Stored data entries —
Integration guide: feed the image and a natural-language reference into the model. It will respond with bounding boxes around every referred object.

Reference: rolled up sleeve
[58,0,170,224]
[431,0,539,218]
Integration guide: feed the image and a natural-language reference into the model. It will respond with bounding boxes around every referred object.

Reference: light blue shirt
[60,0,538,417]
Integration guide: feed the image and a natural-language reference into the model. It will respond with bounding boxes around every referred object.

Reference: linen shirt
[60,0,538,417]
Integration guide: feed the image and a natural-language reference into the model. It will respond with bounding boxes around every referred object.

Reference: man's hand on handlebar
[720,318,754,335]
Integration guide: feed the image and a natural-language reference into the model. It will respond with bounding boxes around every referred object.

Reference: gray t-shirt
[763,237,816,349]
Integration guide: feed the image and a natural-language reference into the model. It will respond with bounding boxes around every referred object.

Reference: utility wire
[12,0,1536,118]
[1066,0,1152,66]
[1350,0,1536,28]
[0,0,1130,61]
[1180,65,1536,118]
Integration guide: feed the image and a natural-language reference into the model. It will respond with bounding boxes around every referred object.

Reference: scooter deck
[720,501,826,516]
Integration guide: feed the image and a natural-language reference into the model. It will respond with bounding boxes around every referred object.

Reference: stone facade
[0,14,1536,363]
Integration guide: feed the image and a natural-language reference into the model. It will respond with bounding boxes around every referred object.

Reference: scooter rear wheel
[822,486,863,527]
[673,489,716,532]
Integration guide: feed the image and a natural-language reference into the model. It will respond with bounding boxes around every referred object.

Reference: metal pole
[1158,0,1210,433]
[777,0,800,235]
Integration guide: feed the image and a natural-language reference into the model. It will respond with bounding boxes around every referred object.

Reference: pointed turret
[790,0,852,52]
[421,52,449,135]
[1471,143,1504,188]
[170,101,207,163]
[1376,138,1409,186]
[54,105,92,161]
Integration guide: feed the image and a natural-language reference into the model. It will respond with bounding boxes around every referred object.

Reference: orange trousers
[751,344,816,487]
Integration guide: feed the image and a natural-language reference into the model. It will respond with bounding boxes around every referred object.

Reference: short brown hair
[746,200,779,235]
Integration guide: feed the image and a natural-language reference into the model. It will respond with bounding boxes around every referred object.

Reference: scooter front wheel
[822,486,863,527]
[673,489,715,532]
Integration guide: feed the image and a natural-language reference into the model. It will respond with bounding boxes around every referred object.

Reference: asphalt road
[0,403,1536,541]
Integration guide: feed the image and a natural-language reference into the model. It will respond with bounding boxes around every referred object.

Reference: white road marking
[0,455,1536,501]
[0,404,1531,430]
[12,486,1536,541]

What is needed —
Extract all of the data above and output it character for character.

Solved exercise —
Integration guide: feed the image and a natural-language reference into the model. It will respond with bounding boxes around every referred object.

Reference: rolled up sleeve
[58,0,170,224]
[431,0,539,218]
Integration guide: feed the image and a natural-language reference into the model. It will respond with bounding boxes around every referred object.

Reference: light blue shirt
[60,0,538,417]
Integration guide: feed the image and a natural-language reference into the model. It will respond with bounding boxes around every referred object.

Reference: linen shirt
[60,0,538,417]
Integration guide: feed the image and a natural-language reference into the model. It will respond with bounding boxes around every referred object.

Reference: man's hand on handlebar
[720,318,754,335]
Integration guide: feed the image and a natural-language reference into the model. It will respond with bounding boxes around every referred object.

Reference: gray t-shirt
[763,237,816,349]
Integration guide: feed the image and a natural-language reference into the model. It will respond with bounding boxes around every referred object.

Reference: utility wire
[12,0,1536,118]
[1066,0,1152,66]
[1350,0,1536,28]
[0,0,1130,61]
[1180,65,1536,118]
Integration guide: feed the image and a natural-language reference into the model. It will respond with bounding boxes around every referred object.

Reference: scooter deck
[720,501,826,516]
Integration guide: feed the image and a natural-language reference into the model. It will respond with bounding boxes around every referred object.

Reference: stone facade
[0,14,1536,363]
Integration guide: feed the image and a natural-language reference into the model. It will respond with bounding boxes around every referred object.

Reference: scooter rear wheel
[822,486,863,527]
[673,489,716,532]
Integration guide: feed the image and a natural-language reference into the model. It will respond with bounding boxes around every referred object.

Reference: metal pole
[1158,0,1210,433]
[777,0,800,235]
Integration guide: feed the image and a natural-language reference into the model. It will respond with bounding boxes around every referred object.

Reference: pointed turret
[790,0,852,52]
[421,52,449,135]
[1471,143,1504,188]
[170,101,207,163]
[1376,138,1409,186]
[54,105,92,161]
Integration guide: feed the image and a natural-language reference into the model. It will respond with bounding boxes around every referred object.

Reference: orange trousers
[751,344,816,487]
Integration guide: feed the image and a natural-language reference into the model. It will respond with bounding boxes around every referred object.

Reference: short brown hair
[746,200,779,235]
Integration guide: feed the image and a natural-language reference into the model. It will respond with bounding boxes around every referred object.

Reference: scooter front wheel
[822,486,863,527]
[673,489,715,532]
Integration guide: feed the image and a natural-language reference into the model. It will respond with bounding boxes around every referred object.

Reference: asphalt road
[0,403,1536,541]
Integration guide: feed the image and a natural-language reference into the model. It will respond with bounding boxes around every referred object.

Reference: white road marking
[0,455,1536,501]
[0,404,1531,430]
[12,486,1536,541]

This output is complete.